## Exercise brief
Reproduce the material word for word; the images stay out.

Records contained in a dataset
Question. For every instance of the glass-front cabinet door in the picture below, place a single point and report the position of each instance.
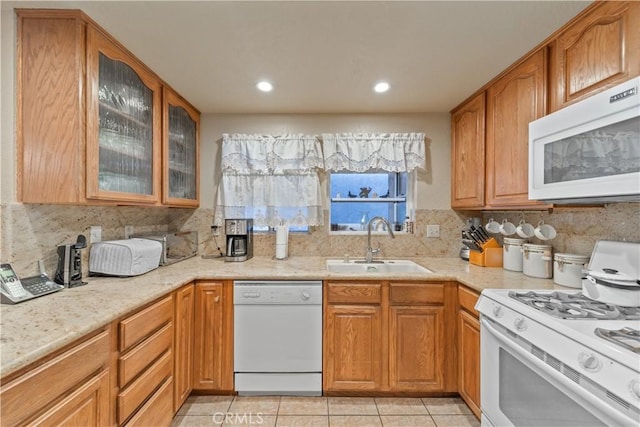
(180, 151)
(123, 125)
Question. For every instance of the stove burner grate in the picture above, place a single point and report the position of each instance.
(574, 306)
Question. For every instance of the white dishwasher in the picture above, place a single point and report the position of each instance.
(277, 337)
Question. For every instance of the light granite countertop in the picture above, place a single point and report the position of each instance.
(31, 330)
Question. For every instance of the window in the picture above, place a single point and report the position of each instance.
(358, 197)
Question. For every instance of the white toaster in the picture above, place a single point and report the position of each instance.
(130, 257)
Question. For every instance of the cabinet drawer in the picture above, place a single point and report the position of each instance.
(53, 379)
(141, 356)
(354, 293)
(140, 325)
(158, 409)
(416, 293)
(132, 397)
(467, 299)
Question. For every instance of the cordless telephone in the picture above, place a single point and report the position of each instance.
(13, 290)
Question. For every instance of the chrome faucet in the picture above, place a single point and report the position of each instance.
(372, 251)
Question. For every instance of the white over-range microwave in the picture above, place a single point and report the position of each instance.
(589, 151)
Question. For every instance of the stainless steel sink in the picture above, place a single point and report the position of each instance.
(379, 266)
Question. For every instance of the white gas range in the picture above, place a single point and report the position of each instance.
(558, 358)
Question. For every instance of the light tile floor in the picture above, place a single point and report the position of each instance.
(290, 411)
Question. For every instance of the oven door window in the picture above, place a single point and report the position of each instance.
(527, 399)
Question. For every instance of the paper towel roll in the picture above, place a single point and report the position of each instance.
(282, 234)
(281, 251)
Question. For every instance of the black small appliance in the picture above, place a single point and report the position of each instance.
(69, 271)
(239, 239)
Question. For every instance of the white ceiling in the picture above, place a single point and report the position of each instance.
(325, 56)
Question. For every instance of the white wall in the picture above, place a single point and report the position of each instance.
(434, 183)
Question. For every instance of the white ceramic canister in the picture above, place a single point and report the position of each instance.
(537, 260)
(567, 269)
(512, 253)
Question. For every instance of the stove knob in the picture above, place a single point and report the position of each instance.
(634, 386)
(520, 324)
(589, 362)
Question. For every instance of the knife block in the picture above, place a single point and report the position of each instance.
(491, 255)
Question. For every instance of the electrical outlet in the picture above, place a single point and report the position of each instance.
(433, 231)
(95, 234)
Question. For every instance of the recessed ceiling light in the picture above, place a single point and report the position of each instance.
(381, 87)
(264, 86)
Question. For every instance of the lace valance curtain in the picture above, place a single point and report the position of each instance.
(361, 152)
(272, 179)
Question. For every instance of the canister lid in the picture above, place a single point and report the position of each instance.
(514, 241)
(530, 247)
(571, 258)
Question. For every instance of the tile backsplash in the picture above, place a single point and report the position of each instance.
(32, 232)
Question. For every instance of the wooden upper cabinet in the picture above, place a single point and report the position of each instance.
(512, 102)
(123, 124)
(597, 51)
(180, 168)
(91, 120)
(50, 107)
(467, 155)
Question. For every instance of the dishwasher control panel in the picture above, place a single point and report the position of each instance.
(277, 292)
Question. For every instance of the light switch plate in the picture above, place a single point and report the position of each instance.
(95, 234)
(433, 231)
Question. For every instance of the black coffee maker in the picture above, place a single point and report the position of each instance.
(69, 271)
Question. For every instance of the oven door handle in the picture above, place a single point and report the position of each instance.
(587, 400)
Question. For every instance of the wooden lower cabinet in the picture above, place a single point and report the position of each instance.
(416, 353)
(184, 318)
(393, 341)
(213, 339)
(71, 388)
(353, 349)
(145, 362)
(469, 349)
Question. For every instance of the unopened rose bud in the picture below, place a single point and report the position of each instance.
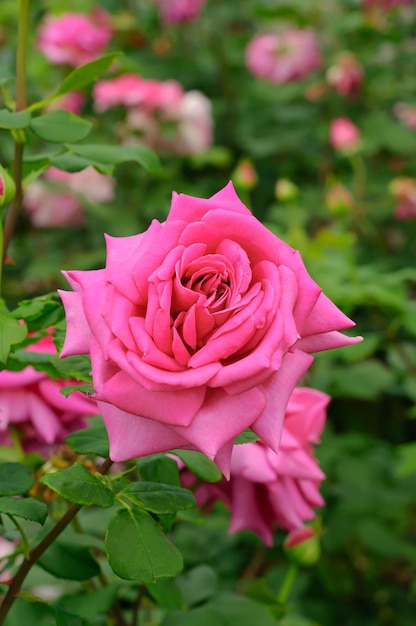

## Result of the task
Question. For every instance of the glass-front cabinet door in the picture below, place a single point and report the position of each instance.
(180, 151)
(123, 125)
Question. For every instance of the stove burner grate in the picture above, place a single point and report the position of each instance.
(574, 306)
Question. For every instance of the white dishwasher in the picture above, place a single point and report the position of each instance.
(277, 337)
Question. For every instance of the light granite countertop in the picture above, place a single point and report the position of each instance.
(31, 330)
Question. For every instance of the window in the picture above, place a single point and report the position of each instance.
(358, 197)
Question. For every instance of the white toaster in the picture above, place a single point and report the position of each instance.
(130, 257)
Question. For every instance of the cabinet drawer in the picture above, place a single point and report the position of each instance.
(53, 379)
(141, 356)
(354, 293)
(140, 325)
(158, 409)
(416, 293)
(132, 397)
(467, 299)
Question. For every instance of the cordless telephone in the picture above, place a single point and report the position of each instance.
(13, 290)
Question. For every instance of the chrome faucet in the picture above, place a single point and report the position of each instance.
(372, 251)
Question. For every instance of the white over-range microwave in the picture above, place a single point and report the position of each instance.
(589, 151)
Question. For every instance of the stainless steel sink in the picture above, place a single point and report the position of each instance.
(379, 266)
Question. For every instance of the white gas range in the picture above, place a single point and report the position of each instance.
(558, 358)
Question. For every instance of the light tile floor in the picture above, place a single point and report the position of each instance.
(290, 411)
Question. For every instance of the oven door window in the picture above, place a single point and report the position of each instance.
(527, 399)
Question. For every instance of the paper towel roll in the picture above, place a single point and report the position of each instance.
(282, 234)
(281, 251)
Question. For every instance of the black small appliance in the picture above, place a single point and report the position of each instance.
(69, 271)
(239, 239)
Question. For every instance of the white ceiling in the picture above, place a single point and report the position of each instance.
(325, 56)
Question. For every instance of the white wall in the picture above, place a single point and report the position of each instance.
(434, 183)
Question. For every instance of the white ceramic canister in the picture above, place a single point and report the position of each instance.
(537, 260)
(567, 269)
(512, 253)
Question. For every instance of the stove knob in the picture above, place a single point and report the position of each instance.
(634, 386)
(520, 324)
(589, 362)
Question. For every instance of the knife block in the picture above, place a single point and report the position of each instance.
(491, 255)
Question. For every instance of the electrical outlet in the picture above, place a single point and report the position of each instance.
(433, 231)
(95, 234)
Question. For every instance of the recessed ceiling light in the picture above, place a single point and report the position of each instance.
(381, 87)
(264, 86)
Question. For every instance of the lace valance curtain in the picture above, place a single point and report the position of each instance.
(361, 152)
(272, 179)
Question. For every instance of the canister lid in the picture above, place a single point and report the position of each instance.
(514, 241)
(530, 247)
(571, 258)
Question. For every instance of the tile backsplash in the picture above, place a single point and report the position of each instance.
(32, 232)
Question. For every instance of the wooden upper cabinet in the picture above, place a single point and report the position of each instance.
(512, 102)
(123, 124)
(597, 51)
(180, 168)
(91, 120)
(50, 107)
(467, 155)
Question. For every instance of the dishwasher control panel in the picture above, place a single point and report the position of each instance.
(277, 292)
Question. For every instance of the light switch plate in the picture above, place a single point and report the position of each instance.
(95, 234)
(433, 231)
Question. For every instance of the black coffee maker in the picture above, place a single point and report the position of each instance.
(69, 271)
Question. For every instance of the oven door handle in the picture above, place a single point and report the position of each instance.
(587, 400)
Question. For every instance of the wooden lower cabinet in the picture above, place a single point and report the position of each instance.
(416, 353)
(184, 318)
(393, 341)
(213, 339)
(71, 388)
(353, 349)
(145, 362)
(469, 349)
Question. For every instance of the unopened rose bud in the picture below, place a single point and report the position of each instance.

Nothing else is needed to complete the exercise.